From the getline() man page (my emphasis):

getline() reads an entire line from stream, storing the address of the buffer containing the text into *lineptr. The buffer is null- terminated and includes the newline character, if one was found.

Your fixed_str has no newline.

Strip any newline character thus (for example):

char* nl = strrchr( line, '\n' ) ;
if(nl != NULL) *nl = `\0` ;

Or more efficiently since getline() returns the line length (in read in your case):

if(line[read - 1] == '\n' ) line[read - 1] = `\0` ;

Adding a '\n' to fixed_str may seem simpler, but is not a good idea because the last (or only) line in a file won't have one but may otherwise be a match.

Using strncmp() as described in your question should have worked, but without seeing the attempt it is hard to comment, but it is in any case a flawed solution since it would match all of the following for example:

testline4
testline4 and some more
testline4 12345.

Where fixed_str is taken from console or file input rather than a constant, the input method and data source may cause problems, as may the possibility of alternate line-end conventions. To make it more robust you might do:

// Strip any LF or CR+LF line end from fixed_str
char* line_end = strpbrk( fixed_str, "\r\n" ) ;
if( line_end != NULL ) *line_end = '\0' ;  

// Strip any LF or CR+LF line end from line
line_end = strpbrk( line, "\r\n" ) ;
if( line_end != NULL ) *line_end = '\0' ;  

Or the simpler (i.e. better) solution pointed out by @AndrewHenle:

// Strip any LF or CR+LF line end from fixed_str
fixed_str[strcspn(line, "\r\n")] = '\0';

// Strip any LF or CR+LF line end from line
line[strcspn(line, "\r\n")] = '\0';

That way either input can be compared regardless of lines ending in nothing, CR or CR+LF and the line end may even differ between the two inputs.

» Requirements:
(1) Please list every C library function the getline() text names, in the order each first appears.
(2) Translate this sentence from the getline() text into Spanish: "That way either input can be compared regardless of lines ending in nothing, CR or CR+LF and the line end may even differ between the two inputs."

» Available data:
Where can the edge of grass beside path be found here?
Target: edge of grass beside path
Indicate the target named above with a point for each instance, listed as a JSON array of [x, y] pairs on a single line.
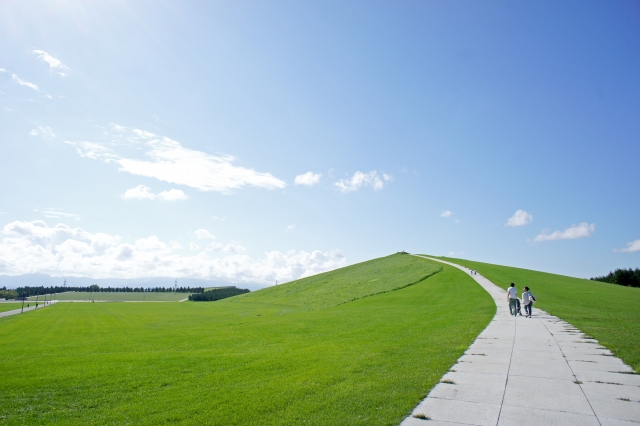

» Responses by task:
(1) getline(), strrchr(), strncmp(), strpbrk(), strcspn()

(2) De esa manera, cualquiera de las dos entradas puede compararse independientemente de que las líneas terminen sin nada, en CR o en CR+LF, y el final de línea puede incluso diferir entre ambas entradas.